Beyond the obvious, there are a couple of ways in which Transformer companies serve these roles for Transformational Consumers that are much subtler but represent most of Transformational Consumer spending and brand interactions along their HWW journeys. Apps, platforms, and even brand-published content can serve as a tool with which your herocustomers ultimately unlimits themselves into their transformed life.
The tools you can provide to help power your customer-heroes’ journeys also include supplies. The transformational journey can be uncomfortable; by definition, it involves a journey away from what’s known, a change from the status quo, a foray away from the dopamine-fueled comforts of loafing, inertia, bad habits, and salty, sugary, fatty convenience foods. It almost always involves more work than the status quo did.

****

— Problems —
1. Answer these about the passage on Transformational Consumers:
(a) What three things are named as able to serve as a tool for the customer?
(b) Besides tools, what else can you provide to help power the customer-heroes' journeys?
(c) Compared with the status quo, what does the transformational journey almost always involve?
2. Keep writing the passage on Transformational Consumers, picking up right after its final sentence.
The data that come next are separate material.

— Data section —
****

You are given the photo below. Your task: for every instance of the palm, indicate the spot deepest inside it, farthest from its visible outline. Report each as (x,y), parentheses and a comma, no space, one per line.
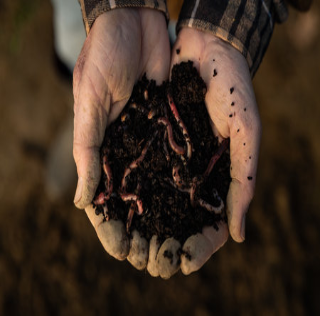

****

— Answers in order —
1.
(a) Apps, platforms, and brand-published content.
(b) Supplies.
(c) More work.

2.
An enormous portion of what Transformational Consumers are constantly on the lookout for is new, beneficial versions of the old things they used to buy—supplies for the new version of their life that they are still likely to eat or use but are more healthful, are more financially frugal or efficient or luxurious, and/or that represent or enable smarter decisions than the old versions did. Think of supplies as tools to sustain transformation: supplies that customers can bring back with them to stay on track in their newly transformed lives. This is a powerful way that consumer packaged goods, food, and apparel companies can fulfill their potential to become Transformers.
One more note: while these stories might strike you as extreme, they are actually compilations of real-life stories of Transformational Consumers from our research, online listening, and our lives.